Annotated photo localization data:
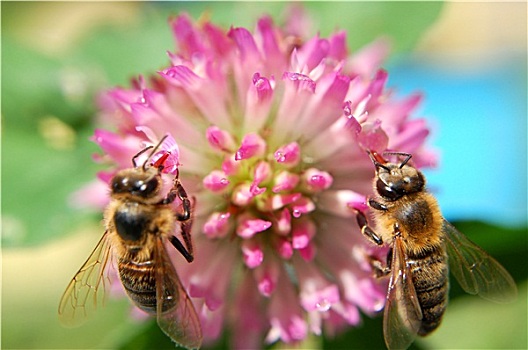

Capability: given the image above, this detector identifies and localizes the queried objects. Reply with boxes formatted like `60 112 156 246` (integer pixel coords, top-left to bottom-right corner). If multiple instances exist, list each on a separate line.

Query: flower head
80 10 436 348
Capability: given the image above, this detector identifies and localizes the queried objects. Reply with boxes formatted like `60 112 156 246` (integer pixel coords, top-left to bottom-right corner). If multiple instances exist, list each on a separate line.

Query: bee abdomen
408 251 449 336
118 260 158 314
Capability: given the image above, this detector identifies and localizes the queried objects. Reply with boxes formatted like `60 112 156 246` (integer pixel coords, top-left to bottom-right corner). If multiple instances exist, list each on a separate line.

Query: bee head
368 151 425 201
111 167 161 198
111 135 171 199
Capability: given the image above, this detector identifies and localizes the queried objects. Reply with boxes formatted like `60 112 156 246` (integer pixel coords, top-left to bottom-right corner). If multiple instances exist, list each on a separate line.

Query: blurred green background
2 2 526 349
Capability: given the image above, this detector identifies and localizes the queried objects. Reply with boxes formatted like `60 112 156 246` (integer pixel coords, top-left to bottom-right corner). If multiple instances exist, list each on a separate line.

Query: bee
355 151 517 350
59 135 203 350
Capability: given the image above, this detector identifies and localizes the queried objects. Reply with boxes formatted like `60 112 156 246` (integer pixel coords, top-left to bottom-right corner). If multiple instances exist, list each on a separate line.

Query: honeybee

» **Activity**
Restate each entry word for word; pictures stay out of the copy.

» **Solved problem**
Capability: given the image above, this detector identifies and localizes the queried objects. Reply with boxes formatted like `60 112 156 246` (integer pixel coords, top-left to bottom-right corner). If multiple instances exist, list each on a separate line.

Query: flower head
80 10 436 348
Capability: given the image above, this detector identifies and localizes the queried objects. Reply with boxes formatted like `60 112 156 246` (integer pixel coords, top-left to bottom-right corner). If multiple instances exist, list each on a separate line.

Query: bee abdomen
408 251 449 336
118 260 158 314
Capability: given the image above, this detector identifies and localizes the queried objects. Reply with boxes formatted like `60 112 156 246` (integer pixel coords, top-left to bottom-right corner). If multiple instances exist, list each on a separate line.

Query: bee head
368 151 425 201
111 167 161 198
111 135 171 199
Capability: given the image above, this detector identifies and localizes the queried objects. Reply with boxes formatted like `60 112 156 246` (integer pixel coords, top-left to bottom-right corner). If multiple instances exist, list each on a separate line.

Query: blurred green background
2 2 526 349
Capability: given the image above, this detector identifies and localizes the queried objects. Reply with boxes formatted like `60 112 156 246` (integer pixel coords, top-left to bottom-right corner). If multiple instances exist, list each on a separate line.

Query: bee
355 151 517 350
59 135 203 350
Capability: given the image above, this detector identifies and localizes the queried objects. Reply with boxes formatted like `60 112 156 246` (integer pixel coords, top-left to bottom-right corner). If multiple instances exist, list each on a separate line.

Query: honeybee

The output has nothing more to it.